**Written request 1**
Write out the passage of the forum post about a memory-efficient multivalue map from "the most memory" up to and including "the corresponding values.".
**Written request 2**
According to the forum post about a memory-efficient multivalue map, roughly how large is the serialized map file stored on disk?
**Written request 3**
Proceed with the forum post about a memory-efficient multivalue map, continuing from its last sentence.
>> Begin Provided text
Memory efficient multivaluemap
Asked Answered
I

5

6

Hi I have the following problem: I'm storing strings and a corresponding list of integer values in an MultiValueMap<String, Integer> I'm storing about 13 000 000 million strings and one string can have up to 500 or more values. For every single value i will have random access on the Map. So worst case are 13 000 000* 500 put calls. Now the speed of the map is good but the memory overhead gets quite high. A MultiValueMap<String, Integer> is nothing else then a HashMap/TreeMap<String, <ArrayList<Integer>>. Both HashMap and TreeMap have quite a lot of memory Overhead. I wont be modifying the map once it is done, but I need it to be fast and as small as possible for random access in a program. (I'm storing it on disk and loading it on start, the serialized map file takes up about 600mb but in memory its about 3gb?)

the most memory efficient thing would be, to store the String in sorted string array and have a corresponding two dimensional int array for values. So access would be a binary search on the string array and getting the corresponding values.
>> End Provided text
>> Begin Supplied records
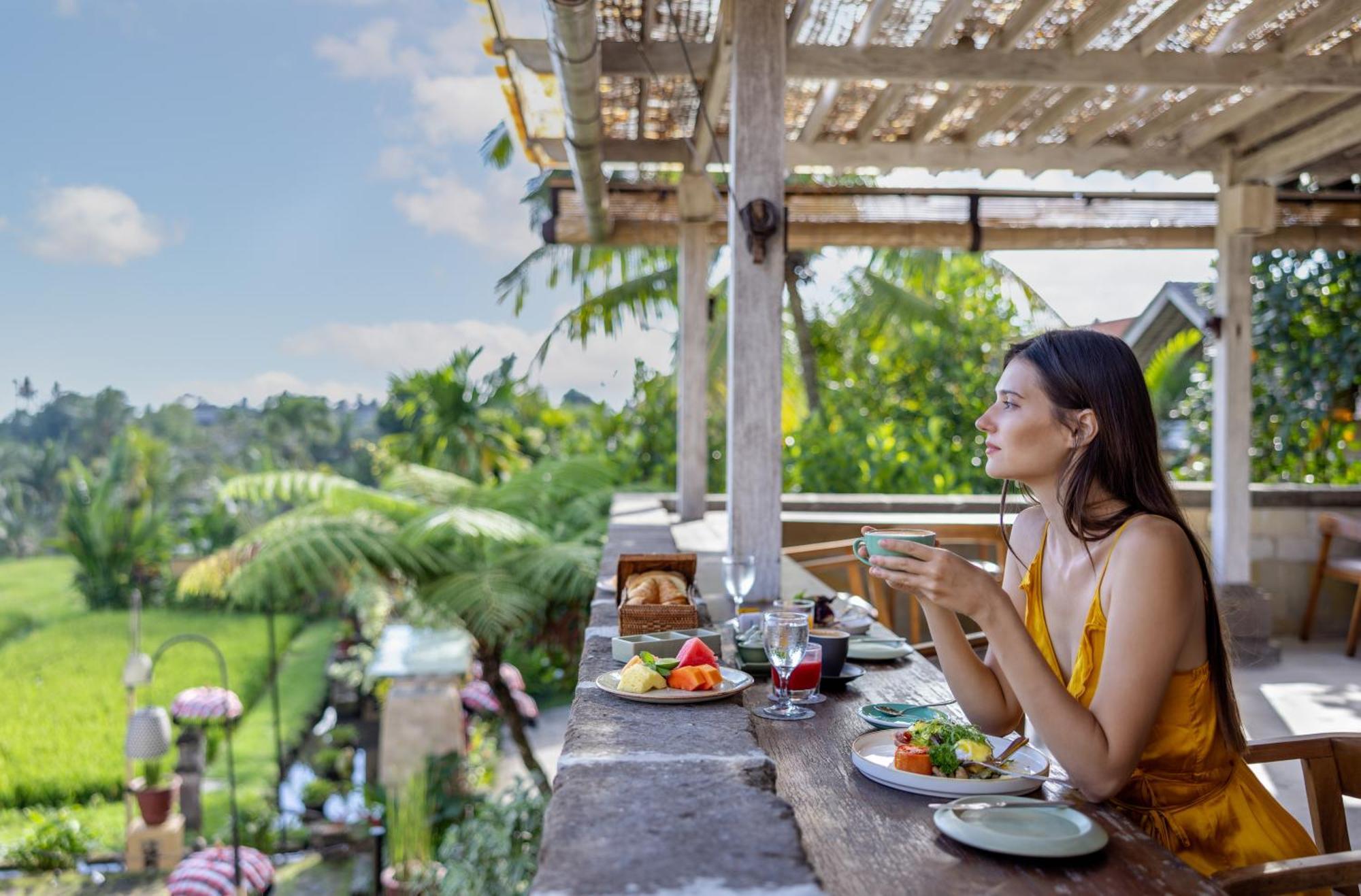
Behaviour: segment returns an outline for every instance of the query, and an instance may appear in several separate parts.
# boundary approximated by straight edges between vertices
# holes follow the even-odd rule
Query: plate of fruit
[[[691,637],[674,659],[640,651],[623,669],[596,678],[596,686],[641,703],[702,703],[742,693],[754,681],[744,671],[719,666],[709,645]]]

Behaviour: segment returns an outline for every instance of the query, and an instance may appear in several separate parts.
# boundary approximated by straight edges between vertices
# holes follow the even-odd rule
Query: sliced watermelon
[[[676,669],[685,669],[686,666],[717,666],[719,658],[713,655],[709,645],[701,641],[698,637],[691,637],[689,641],[680,645],[680,652],[676,654]]]

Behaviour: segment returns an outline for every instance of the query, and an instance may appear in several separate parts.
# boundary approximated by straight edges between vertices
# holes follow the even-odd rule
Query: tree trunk
[[[793,336],[799,343],[799,369],[803,372],[803,394],[808,399],[808,411],[822,411],[822,396],[818,394],[818,362],[813,354],[813,336],[808,332],[808,319],[803,316],[803,298],[799,295],[799,278],[792,266],[784,272],[784,287],[789,291],[789,313],[793,316]]]
[[[539,760],[534,757],[534,748],[529,746],[529,738],[525,737],[524,716],[520,715],[520,707],[516,705],[514,697],[510,696],[510,686],[501,678],[501,651],[478,651],[478,659],[482,660],[482,679],[487,682],[491,693],[497,697],[497,703],[501,704],[501,715],[506,722],[506,727],[510,729],[510,739],[514,741],[516,749],[520,750],[520,761],[524,763],[539,793],[544,798],[551,797],[553,786],[548,784],[548,776],[544,775]]]

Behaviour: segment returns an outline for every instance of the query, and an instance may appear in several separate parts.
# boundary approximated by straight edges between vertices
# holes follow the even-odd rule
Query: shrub
[[[10,851],[10,861],[24,871],[61,871],[72,869],[90,851],[90,836],[72,814],[60,809],[44,814],[30,812],[33,827],[23,842]]]
[[[525,778],[453,825],[440,847],[444,896],[510,896],[529,889],[539,867],[547,802]]]

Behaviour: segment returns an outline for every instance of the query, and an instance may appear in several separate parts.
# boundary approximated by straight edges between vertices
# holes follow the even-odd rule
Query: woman
[[[1241,758],[1210,572],[1130,347],[1087,330],[1013,346],[976,425],[988,475],[1037,501],[1011,528],[1002,586],[912,542],[885,542],[906,557],[871,558],[872,575],[921,598],[969,719],[1006,734],[1026,716],[1086,798],[1112,801],[1203,874],[1315,854]],[[985,659],[955,613],[987,633]]]

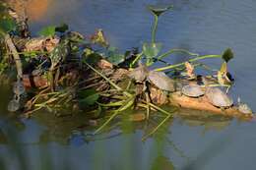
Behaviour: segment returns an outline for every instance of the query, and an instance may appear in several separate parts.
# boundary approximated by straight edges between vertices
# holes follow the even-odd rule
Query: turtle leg
[[[60,76],[60,68],[58,67],[56,74],[54,75],[54,87],[58,85],[59,76]]]

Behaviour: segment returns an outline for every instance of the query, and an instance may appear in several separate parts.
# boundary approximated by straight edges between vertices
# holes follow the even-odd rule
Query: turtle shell
[[[25,86],[21,81],[17,81],[13,86],[13,92],[17,95],[25,93]]]
[[[246,103],[238,103],[238,110],[244,114],[251,114],[252,110]]]
[[[148,69],[146,66],[144,65],[140,65],[139,67],[137,67],[136,69],[132,70],[130,73],[129,73],[129,77],[131,79],[134,79],[135,81],[138,81],[138,82],[143,82],[146,80],[147,76],[148,76]]]
[[[149,81],[160,89],[174,91],[174,81],[163,72],[150,71],[148,76]]]
[[[199,97],[205,94],[205,92],[202,90],[202,87],[198,85],[184,85],[181,91],[184,95],[189,97]]]
[[[208,101],[217,107],[229,107],[233,100],[218,87],[207,87],[205,95]]]

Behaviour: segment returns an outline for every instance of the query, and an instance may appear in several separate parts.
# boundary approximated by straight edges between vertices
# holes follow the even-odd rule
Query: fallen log
[[[231,116],[231,117],[235,117],[242,120],[248,120],[248,121],[254,117],[253,114],[244,114],[240,112],[237,106],[235,105],[226,109],[222,109],[213,106],[211,103],[209,103],[206,96],[192,98],[185,95],[181,95],[180,92],[172,93],[170,97],[170,104],[181,108],[207,111],[213,114]]]

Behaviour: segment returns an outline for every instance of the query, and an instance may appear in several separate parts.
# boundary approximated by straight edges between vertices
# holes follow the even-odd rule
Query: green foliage
[[[162,47],[161,43],[147,43],[143,44],[143,54],[147,57],[147,66],[154,63],[154,57],[157,57]]]
[[[17,23],[14,19],[9,16],[4,16],[0,18],[0,32],[8,33],[12,30],[15,30],[17,28]]]
[[[38,33],[41,36],[54,36],[56,27],[55,26],[48,26],[46,28],[43,28]]]
[[[230,48],[227,48],[223,53],[222,58],[227,63],[229,60],[233,58],[233,52]]]
[[[159,6],[159,5],[149,5],[147,7],[154,15],[160,16],[162,13],[173,8],[173,5],[168,6]]]
[[[107,60],[114,65],[118,65],[118,64],[124,62],[125,55],[119,53],[117,48],[111,46],[111,47],[108,48]]]
[[[64,33],[65,31],[67,31],[68,29],[69,29],[69,26],[66,25],[66,24],[62,24],[62,25],[60,25],[59,27],[56,27],[56,28],[55,28],[55,31],[62,32],[62,33]]]
[[[95,89],[85,89],[79,92],[79,102],[83,105],[94,105],[99,95]]]

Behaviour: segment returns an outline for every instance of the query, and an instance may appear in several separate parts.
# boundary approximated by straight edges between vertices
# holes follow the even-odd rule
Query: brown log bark
[[[214,114],[223,114],[225,116],[236,117],[242,120],[251,120],[253,118],[253,114],[244,114],[239,112],[237,106],[235,105],[226,109],[221,109],[219,107],[213,106],[208,102],[205,96],[192,98],[181,95],[180,92],[174,92],[170,97],[170,103],[181,108],[208,111]]]

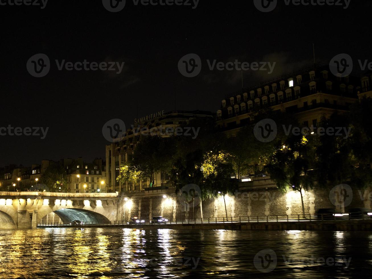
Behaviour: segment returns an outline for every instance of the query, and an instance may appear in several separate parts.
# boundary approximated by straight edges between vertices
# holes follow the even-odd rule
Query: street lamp
[[[79,188],[80,188],[80,185],[79,185],[79,177],[80,177],[80,176],[78,174],[77,174],[76,175],[76,177],[77,177],[77,189],[78,189],[78,189]]]

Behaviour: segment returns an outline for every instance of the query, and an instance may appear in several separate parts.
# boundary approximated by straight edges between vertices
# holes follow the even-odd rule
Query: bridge
[[[118,192],[70,193],[0,192],[0,229],[36,229],[56,215],[62,222],[121,219]]]

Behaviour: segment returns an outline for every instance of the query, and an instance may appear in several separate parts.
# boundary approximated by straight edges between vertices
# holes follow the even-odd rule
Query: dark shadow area
[[[69,222],[74,220],[78,220],[84,222],[109,222],[103,215],[93,211],[81,209],[66,208],[54,211],[63,222]]]
[[[17,229],[17,225],[10,216],[0,211],[0,230]]]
>> End Supplied records
**Task output 1**
the most memory efficient thing would be, to store the String in sorted string array and have a corresponding two dimensional int array for values. So access would be a binary search on the string array and getting the corresponding values.

**Task output 2**
About 600 MB.

**Task output 3**
Now I have three ways to get there:

  1. I use a sorted MultivalueMap (TreeMap) for the creation phase to store everything.After I'm finished with getting all values, I get the string array by calling map.keyset().toArray(new String[0]); Make a two dimensional int array and get all the values from the multivaluemap. Pro: It's easy to implement, It is still fast during creation. Con: It takes up even more memory during the copying from Map to Arrays.

  2. I use Arrays or maybe ArrayLists from the start and store everything in there Pro: least memory overhead. Con: this would be enormously slow because i would have to sort/copy the Array every time a add a new Key, Also i would need to implement my own (propably even slower) sorting to keep the corresponding int array in the same order like the strings. Hard to implement

  3. I use Arrays and a MultivalueMap as buffer. After the program finished 10% or 20% of the creation phase, I will add the values to the Arrays and keep them in order, then start a new Map. Pro: Propably still fast enough and memory efficient enough. Con: Hard to implement.

None of these solutions really feel right to me. Do you know any other solutions to this problem, maybe a memory efficient (MultiValue)Map implementation?

I know I could be using a database so don't bother posting it as an answer. I want to know how i could do this without using a database.

Instal answered 16/2, 2012 at 21:27 Comment(12)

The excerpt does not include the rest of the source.